▶ _Required task_: Please render every record below as a two-column CSV with the columns input and output, one row per record. Put each record's text in input and its answer in output, each as a single quoted field with line breaks replaced by spaces.

▶ _Supplied material_:
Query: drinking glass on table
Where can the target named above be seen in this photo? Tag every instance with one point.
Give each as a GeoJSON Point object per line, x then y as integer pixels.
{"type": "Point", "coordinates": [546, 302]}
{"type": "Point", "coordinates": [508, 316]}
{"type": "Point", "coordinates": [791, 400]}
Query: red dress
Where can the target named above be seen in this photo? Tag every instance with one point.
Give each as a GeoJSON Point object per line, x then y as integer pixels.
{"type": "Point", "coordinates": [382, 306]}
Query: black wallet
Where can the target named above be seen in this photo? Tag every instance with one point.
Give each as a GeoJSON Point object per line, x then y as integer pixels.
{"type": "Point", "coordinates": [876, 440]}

▶ _Solution to this task_:
input,output
"Query: drinking glass on table Where can the target named above be seen in this photo? Tag every instance with one point. Give each as a GeoJSON Point object per line, x then y as integer pixels.","{""type"": ""Point"", ""coordinates"": [546, 302]} {""type"": ""Point"", ""coordinates"": [508, 316]} {""type"": ""Point"", ""coordinates"": [791, 400]}"
"Query: red dress Where can the target named above be seen in this photo? Tag every instance with one point. Give each as a GeoJSON Point object per line, x then y as integer pixels.","{""type"": ""Point"", ""coordinates"": [382, 306]}"
"Query: black wallet Where can the target named above be seen in this photo? Tag every instance with one point. Give each as a GeoJSON Point object per line, x then y as integer pixels.","{""type"": ""Point"", ""coordinates"": [876, 440]}"